Exercise tasks |
[a] Translate the sentence "Fractal geometry tells us that self-similar patterns repeat irrespective of scale." from the passage on the universe's origin into French.
[b] Rewrite the passage on the universe's origin from "3D Spherical viewer" to "and cold respectively.", substituting "paired neutron stars" for "binary neutron stars".

Source |

•••

Our universe began with the birth of a gravitational singularity. Gravitational singularities are born inside our universe following either the core collapse of a massive star, a hypernova, or following the collision and merger of two neutron stars, a kilonova. Fractal geometry tells us that self-similar patterns repeat irrespective of scale. Following this law of mathematics we reimagine the birth of our universe as arising from either a hypernova or a kilonova event. The same pattern repeating itself irrespective of scale.

First discovered by NASA’s WMAP mission and then later reproduced by ESA’s Planck mission the large scale anisotropies seen in the final high resolution map shows, in the southern polar region, a cold spot next to an adjacent hot spot. Spiralling out from these spots two arms extend, one hot and one cold, to envelope the southern hemisphere of the Cosmic Microwave Background Radiation. This is the signature of a kilonova!

3D Spherical viewer for Mollweide projected images showing the high resolution map of the Cosmic Microwave Background Radiation by ESA Planck’s mission with the large scale anisotropies and cold spot enhanced. Use your mouse to left-click on the sphere in order to drag and rotate the sphere.

When binary neutron stars spiral in towards each other they generate a spiral pair of gravitational waves. Understanding that self-similar patterns repeat irrespective of scale gives us mathematical permission to see the same spiral wave pattern repeat at the largest known scale, that of our universe and the Big Bang. The spiral waves and the resultant dual collision we see imprinted on the microwave sky as a pair of spiral arms and two spots each hot and cold respectively.

•••

[Pointing dataset records]
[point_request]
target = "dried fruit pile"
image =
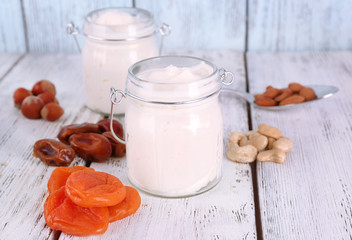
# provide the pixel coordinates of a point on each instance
(40, 102)
(83, 201)
(91, 141)
(295, 93)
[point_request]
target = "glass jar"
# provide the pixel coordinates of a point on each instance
(173, 125)
(115, 38)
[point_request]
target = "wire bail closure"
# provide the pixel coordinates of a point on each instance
(73, 30)
(164, 31)
(226, 77)
(116, 97)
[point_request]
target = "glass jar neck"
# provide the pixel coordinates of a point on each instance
(172, 80)
(119, 24)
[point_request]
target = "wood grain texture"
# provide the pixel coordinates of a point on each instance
(299, 25)
(12, 35)
(201, 24)
(47, 20)
(309, 196)
(7, 61)
(23, 178)
(225, 212)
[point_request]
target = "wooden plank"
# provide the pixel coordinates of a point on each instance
(23, 178)
(201, 25)
(309, 196)
(7, 61)
(225, 212)
(299, 25)
(46, 22)
(12, 34)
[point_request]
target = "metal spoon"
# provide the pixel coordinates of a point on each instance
(322, 91)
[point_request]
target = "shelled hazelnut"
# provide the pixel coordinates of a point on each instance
(40, 102)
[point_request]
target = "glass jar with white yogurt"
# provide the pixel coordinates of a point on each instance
(173, 125)
(115, 38)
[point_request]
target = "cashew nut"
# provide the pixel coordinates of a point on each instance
(245, 154)
(273, 155)
(254, 134)
(270, 142)
(258, 141)
(244, 141)
(269, 131)
(235, 137)
(283, 144)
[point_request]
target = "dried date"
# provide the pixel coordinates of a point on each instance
(53, 153)
(71, 129)
(91, 146)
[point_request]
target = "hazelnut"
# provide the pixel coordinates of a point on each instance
(48, 97)
(44, 86)
(31, 107)
(51, 112)
(19, 95)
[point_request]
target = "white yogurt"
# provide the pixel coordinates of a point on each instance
(105, 63)
(175, 150)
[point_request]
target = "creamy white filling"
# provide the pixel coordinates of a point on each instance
(174, 150)
(115, 17)
(173, 74)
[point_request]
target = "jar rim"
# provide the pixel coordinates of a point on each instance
(135, 65)
(119, 32)
(88, 17)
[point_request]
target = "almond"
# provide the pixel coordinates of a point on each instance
(266, 102)
(258, 96)
(307, 93)
(272, 92)
(284, 94)
(295, 87)
(292, 99)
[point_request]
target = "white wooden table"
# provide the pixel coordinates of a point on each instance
(307, 197)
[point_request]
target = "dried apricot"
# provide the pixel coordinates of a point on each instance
(94, 189)
(59, 176)
(127, 207)
(62, 214)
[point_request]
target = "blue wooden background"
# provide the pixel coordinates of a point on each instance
(253, 25)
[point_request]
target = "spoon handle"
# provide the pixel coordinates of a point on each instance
(249, 97)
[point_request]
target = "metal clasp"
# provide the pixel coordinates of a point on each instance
(226, 77)
(116, 97)
(73, 30)
(164, 31)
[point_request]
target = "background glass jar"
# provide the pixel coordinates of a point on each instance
(115, 38)
(174, 132)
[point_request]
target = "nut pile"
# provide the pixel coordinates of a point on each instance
(92, 142)
(40, 102)
(295, 93)
(266, 145)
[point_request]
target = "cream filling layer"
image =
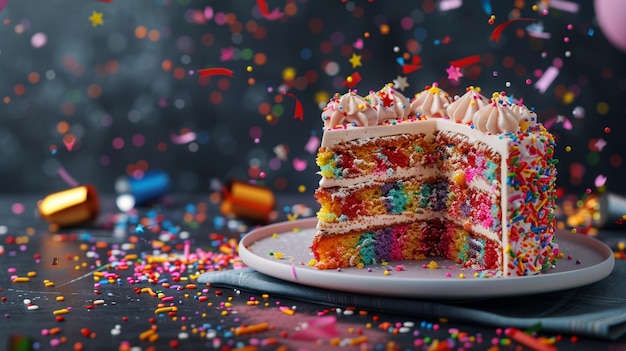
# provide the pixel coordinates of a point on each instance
(386, 220)
(401, 174)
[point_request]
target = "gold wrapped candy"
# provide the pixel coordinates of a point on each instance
(70, 207)
(247, 201)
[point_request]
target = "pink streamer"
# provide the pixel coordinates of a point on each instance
(564, 5)
(447, 5)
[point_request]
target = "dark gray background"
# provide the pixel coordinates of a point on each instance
(141, 98)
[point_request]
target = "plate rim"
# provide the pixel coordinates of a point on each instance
(429, 287)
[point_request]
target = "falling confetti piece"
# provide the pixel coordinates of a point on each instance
(352, 80)
(486, 6)
(454, 73)
(274, 15)
(183, 138)
(546, 79)
(466, 61)
(447, 5)
(298, 112)
(96, 18)
(208, 72)
(410, 67)
(563, 5)
(3, 4)
(67, 177)
(69, 144)
(600, 144)
(299, 164)
(495, 35)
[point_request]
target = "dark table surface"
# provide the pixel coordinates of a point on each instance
(100, 287)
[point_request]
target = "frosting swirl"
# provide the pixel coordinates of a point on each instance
(526, 117)
(432, 102)
(349, 108)
(389, 104)
(463, 108)
(496, 117)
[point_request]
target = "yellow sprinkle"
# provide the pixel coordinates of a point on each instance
(61, 311)
(165, 309)
(288, 311)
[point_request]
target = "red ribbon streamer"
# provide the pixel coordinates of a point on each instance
(298, 112)
(466, 61)
(495, 35)
(207, 72)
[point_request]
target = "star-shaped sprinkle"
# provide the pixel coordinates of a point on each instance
(454, 73)
(96, 18)
(355, 60)
(400, 83)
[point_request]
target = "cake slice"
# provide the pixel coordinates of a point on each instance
(470, 180)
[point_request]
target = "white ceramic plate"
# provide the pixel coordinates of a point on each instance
(586, 261)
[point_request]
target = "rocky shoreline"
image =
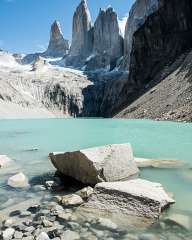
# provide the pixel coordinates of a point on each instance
(128, 209)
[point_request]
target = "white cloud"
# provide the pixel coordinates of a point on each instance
(41, 47)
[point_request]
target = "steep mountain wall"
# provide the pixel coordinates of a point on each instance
(157, 44)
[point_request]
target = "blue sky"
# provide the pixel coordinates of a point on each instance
(25, 24)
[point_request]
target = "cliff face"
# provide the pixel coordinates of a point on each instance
(58, 46)
(108, 43)
(139, 12)
(165, 35)
(82, 36)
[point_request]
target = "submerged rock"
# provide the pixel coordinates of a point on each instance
(18, 181)
(5, 161)
(90, 166)
(182, 221)
(157, 163)
(134, 197)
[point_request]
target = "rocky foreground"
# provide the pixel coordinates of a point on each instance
(121, 209)
(141, 70)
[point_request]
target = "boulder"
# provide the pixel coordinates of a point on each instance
(18, 181)
(90, 166)
(136, 197)
(5, 161)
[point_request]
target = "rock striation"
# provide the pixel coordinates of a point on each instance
(160, 65)
(108, 42)
(90, 166)
(58, 46)
(82, 36)
(139, 12)
(134, 197)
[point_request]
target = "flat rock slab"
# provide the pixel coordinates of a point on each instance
(5, 161)
(134, 197)
(90, 166)
(18, 181)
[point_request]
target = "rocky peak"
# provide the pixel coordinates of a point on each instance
(58, 46)
(139, 12)
(81, 32)
(107, 38)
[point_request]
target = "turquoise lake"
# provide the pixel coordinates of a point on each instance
(149, 139)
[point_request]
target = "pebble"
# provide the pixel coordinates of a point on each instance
(8, 223)
(18, 235)
(25, 214)
(70, 235)
(43, 236)
(34, 209)
(8, 233)
(72, 200)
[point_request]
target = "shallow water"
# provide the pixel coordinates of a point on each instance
(150, 139)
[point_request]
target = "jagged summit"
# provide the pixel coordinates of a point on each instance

•••

Responses for each task |
[a] La géométrie fractale nous enseigne que les motifs autosimilaires se répètent quelle que soit l'échelle.

[b]
3D Spherical viewer for Mollweide projected images showing the high resolution map of the Cosmic Microwave Background Radiation by ESA Planck’s mission with the large scale anisotropies and cold spot enhanced. Use your mouse to left-click on the sphere in order to drag and rotate the sphere.

When paired neutron stars spiral in towards each other they generate a spiral pair of gravitational waves. Understanding that self-similar patterns repeat irrespective of scale gives us mathematical permission to see the same spiral wave pattern repeat at the largest known scale, that of our universe and the Big Bang. The spiral waves and the resultant dual collision we see imprinted on the microwave sky as a pair of spiral arms and two spots each hot and cold respectively.